***** SUPPLIED RECORDS *****

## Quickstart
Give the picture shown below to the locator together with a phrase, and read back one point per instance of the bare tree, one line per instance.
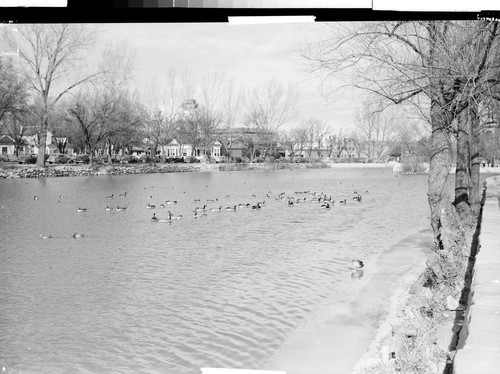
(94, 114)
(231, 105)
(12, 90)
(268, 108)
(51, 52)
(163, 107)
(399, 61)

*****

• _AIM_:
Rewrite the material above, changing "bare tree" to "leafless tree" and leaving everything else as it is. Omit the pictures from your answer.

• _CORRECT RESPONSE_:
## Quickstart
Give the picture shown below to the locator together with a phrase, and read back one point per instance of the leafless tree, one line per instance.
(94, 114)
(231, 105)
(12, 90)
(268, 108)
(51, 52)
(163, 107)
(399, 61)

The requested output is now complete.